[[ Entries shown open ]]

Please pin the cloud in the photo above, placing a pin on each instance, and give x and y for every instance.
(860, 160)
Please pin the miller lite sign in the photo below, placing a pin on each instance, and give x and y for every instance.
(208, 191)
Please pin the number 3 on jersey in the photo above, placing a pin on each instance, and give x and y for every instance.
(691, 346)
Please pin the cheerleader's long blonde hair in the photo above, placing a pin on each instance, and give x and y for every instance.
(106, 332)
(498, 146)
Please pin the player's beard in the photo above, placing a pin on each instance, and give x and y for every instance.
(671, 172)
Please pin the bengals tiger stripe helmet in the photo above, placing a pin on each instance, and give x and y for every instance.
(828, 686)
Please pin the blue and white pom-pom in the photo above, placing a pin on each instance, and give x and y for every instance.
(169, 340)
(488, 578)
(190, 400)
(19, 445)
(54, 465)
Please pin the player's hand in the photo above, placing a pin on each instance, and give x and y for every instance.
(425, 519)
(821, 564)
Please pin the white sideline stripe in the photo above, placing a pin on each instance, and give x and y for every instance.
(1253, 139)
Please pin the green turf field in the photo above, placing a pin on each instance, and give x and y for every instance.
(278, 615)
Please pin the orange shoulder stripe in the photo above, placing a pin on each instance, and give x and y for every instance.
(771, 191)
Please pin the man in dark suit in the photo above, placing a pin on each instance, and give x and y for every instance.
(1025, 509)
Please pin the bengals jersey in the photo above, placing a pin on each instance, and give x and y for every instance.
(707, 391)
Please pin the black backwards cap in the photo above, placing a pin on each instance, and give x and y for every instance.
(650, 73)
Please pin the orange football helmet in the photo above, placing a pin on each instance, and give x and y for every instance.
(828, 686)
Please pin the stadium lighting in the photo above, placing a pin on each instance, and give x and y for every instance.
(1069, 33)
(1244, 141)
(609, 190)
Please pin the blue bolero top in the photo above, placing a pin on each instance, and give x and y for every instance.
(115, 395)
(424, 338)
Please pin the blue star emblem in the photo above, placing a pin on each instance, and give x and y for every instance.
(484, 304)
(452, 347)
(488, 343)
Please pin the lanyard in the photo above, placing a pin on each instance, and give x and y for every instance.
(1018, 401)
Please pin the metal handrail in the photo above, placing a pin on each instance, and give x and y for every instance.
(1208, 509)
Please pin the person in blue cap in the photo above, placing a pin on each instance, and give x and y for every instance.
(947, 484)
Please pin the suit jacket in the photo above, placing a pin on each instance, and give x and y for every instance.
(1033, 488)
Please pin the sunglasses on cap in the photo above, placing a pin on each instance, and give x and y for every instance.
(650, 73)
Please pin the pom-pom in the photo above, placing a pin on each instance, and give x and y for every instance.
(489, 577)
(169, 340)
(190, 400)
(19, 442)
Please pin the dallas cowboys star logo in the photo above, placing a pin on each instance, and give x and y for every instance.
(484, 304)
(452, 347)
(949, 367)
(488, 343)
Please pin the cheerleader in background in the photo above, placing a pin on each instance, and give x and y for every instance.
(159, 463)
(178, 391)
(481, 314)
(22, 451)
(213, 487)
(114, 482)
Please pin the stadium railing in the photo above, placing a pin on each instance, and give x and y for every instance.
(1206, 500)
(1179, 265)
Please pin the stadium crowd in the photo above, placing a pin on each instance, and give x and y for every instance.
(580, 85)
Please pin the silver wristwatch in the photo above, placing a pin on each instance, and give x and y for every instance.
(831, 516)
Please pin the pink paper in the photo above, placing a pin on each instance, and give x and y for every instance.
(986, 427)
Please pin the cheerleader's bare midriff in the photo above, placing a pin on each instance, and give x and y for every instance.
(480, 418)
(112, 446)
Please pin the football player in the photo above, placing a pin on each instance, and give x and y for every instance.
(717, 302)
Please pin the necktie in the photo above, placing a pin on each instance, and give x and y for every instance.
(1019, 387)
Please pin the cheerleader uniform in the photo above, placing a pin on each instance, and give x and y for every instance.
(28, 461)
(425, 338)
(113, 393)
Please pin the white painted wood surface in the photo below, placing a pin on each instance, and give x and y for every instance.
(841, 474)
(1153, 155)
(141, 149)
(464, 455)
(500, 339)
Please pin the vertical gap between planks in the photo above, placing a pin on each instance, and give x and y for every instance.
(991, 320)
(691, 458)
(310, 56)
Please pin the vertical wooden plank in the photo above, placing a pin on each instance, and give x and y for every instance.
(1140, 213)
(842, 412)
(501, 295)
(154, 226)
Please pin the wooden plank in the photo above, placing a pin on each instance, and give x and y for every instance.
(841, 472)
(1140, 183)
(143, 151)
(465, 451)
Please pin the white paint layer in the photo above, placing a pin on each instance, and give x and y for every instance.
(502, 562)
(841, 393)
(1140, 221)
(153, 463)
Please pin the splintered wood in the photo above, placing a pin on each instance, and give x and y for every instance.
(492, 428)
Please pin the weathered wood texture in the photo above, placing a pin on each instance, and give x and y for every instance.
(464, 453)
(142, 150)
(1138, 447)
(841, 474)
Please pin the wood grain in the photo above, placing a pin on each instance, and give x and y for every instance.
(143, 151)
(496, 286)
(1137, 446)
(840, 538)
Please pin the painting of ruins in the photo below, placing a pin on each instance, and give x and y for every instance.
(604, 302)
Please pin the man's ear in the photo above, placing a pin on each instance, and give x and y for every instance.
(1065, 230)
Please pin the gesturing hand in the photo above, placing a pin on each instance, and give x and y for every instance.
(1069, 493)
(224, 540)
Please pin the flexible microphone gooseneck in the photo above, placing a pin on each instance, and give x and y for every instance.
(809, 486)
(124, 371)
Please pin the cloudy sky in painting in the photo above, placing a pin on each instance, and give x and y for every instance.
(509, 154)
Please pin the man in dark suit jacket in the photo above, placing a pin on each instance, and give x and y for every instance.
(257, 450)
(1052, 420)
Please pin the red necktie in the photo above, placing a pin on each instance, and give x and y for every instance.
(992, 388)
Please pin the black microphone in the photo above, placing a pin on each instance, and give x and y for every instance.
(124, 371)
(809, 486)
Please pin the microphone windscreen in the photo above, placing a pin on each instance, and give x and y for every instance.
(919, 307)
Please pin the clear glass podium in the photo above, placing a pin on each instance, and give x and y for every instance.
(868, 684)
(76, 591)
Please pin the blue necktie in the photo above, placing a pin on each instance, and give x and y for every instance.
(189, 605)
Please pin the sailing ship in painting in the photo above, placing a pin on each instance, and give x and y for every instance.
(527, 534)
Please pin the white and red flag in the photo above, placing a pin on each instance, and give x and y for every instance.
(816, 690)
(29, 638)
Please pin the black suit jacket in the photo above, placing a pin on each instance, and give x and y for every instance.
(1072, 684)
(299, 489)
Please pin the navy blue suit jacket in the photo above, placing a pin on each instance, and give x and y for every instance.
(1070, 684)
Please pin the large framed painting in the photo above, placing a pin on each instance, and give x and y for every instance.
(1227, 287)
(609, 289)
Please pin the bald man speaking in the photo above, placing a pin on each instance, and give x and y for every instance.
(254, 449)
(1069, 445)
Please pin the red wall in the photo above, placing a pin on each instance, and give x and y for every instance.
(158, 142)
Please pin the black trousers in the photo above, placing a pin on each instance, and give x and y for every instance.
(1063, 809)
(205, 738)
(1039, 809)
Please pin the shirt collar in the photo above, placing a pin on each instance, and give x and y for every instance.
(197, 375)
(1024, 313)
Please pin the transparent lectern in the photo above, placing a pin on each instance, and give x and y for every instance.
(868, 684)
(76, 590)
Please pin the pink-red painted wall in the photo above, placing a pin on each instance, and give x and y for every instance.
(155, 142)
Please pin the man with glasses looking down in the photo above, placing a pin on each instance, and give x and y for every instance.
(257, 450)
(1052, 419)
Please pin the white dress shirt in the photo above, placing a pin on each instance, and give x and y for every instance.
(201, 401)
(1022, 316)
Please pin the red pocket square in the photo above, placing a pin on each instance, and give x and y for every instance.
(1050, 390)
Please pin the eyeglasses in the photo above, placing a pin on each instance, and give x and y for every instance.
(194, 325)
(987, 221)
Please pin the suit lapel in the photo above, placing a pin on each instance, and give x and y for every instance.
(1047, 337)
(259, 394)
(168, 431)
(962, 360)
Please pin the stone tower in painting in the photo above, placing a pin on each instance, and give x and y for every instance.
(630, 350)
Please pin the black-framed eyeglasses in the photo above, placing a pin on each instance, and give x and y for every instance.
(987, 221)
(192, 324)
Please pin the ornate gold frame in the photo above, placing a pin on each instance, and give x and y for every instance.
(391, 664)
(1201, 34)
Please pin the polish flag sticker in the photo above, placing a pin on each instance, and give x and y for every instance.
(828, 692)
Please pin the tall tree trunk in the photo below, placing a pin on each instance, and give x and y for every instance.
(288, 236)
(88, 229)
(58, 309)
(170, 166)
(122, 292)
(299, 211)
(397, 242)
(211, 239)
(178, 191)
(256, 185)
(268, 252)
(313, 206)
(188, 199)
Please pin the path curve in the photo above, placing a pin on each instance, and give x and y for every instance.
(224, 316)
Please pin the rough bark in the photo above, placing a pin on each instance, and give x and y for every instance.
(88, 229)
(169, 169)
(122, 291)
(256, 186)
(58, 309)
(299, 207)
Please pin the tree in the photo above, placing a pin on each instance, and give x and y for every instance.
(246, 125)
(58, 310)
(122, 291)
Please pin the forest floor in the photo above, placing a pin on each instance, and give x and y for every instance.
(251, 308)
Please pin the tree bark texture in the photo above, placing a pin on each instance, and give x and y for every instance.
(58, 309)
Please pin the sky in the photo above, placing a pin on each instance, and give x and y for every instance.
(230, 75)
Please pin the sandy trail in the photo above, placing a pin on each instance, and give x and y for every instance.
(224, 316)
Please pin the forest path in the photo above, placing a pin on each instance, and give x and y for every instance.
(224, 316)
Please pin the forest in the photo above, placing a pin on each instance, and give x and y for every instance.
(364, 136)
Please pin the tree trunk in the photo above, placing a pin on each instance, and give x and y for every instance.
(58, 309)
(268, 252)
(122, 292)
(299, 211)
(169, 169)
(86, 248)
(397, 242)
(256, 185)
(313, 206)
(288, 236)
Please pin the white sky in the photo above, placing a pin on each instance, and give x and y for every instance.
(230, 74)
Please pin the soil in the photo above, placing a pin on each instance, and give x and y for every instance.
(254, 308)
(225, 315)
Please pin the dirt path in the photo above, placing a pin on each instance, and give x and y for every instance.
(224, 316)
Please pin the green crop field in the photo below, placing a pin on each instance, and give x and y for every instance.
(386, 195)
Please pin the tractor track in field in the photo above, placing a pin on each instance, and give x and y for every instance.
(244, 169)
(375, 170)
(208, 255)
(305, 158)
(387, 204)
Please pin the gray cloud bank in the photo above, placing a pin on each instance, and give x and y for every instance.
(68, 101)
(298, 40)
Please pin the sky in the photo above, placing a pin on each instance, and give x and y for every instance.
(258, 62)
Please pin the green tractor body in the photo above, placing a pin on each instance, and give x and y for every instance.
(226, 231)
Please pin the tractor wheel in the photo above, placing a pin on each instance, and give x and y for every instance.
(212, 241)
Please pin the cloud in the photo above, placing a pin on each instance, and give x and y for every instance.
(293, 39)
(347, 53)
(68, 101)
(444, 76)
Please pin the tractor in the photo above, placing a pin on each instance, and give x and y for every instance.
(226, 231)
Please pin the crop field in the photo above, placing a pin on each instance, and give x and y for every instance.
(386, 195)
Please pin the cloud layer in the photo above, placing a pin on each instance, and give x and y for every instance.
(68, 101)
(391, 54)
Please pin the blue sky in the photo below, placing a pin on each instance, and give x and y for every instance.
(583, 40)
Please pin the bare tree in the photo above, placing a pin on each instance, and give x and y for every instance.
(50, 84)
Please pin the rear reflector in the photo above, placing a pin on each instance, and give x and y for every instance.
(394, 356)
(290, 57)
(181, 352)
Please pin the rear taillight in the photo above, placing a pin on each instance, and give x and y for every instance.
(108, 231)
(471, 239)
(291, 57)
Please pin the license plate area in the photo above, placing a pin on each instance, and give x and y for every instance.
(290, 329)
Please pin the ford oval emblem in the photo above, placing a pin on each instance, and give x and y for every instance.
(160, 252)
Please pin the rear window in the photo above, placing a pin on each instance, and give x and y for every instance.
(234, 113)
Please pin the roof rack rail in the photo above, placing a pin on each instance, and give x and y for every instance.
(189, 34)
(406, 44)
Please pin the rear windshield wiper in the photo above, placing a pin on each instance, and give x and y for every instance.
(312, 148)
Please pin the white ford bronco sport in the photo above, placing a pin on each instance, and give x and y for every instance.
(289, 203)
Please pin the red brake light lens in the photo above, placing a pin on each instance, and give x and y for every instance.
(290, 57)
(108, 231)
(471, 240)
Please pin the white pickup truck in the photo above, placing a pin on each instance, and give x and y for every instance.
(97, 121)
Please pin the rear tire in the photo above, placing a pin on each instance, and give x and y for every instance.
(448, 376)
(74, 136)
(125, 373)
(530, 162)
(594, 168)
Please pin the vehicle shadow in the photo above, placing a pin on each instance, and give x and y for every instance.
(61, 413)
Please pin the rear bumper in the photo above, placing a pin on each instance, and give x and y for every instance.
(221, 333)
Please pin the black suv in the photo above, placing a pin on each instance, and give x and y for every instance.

[[ Entries shown closed ]]

● What this task involves: Starting at the line that contains "Please pin the vehicle", output every remaining line of the data exactly, and stop after the last one.

● Task output:
Please pin the vehicle shadow in the photo above, placing a pin on each instance, and give x and y for every instance.
(61, 413)
Please pin the rear bumper in the photo above, placing a pin on each instance, and give x and y for every instance.
(221, 333)
Please pin the black suv in the photo above, placing a pin on each instance, and give x and y for every instance.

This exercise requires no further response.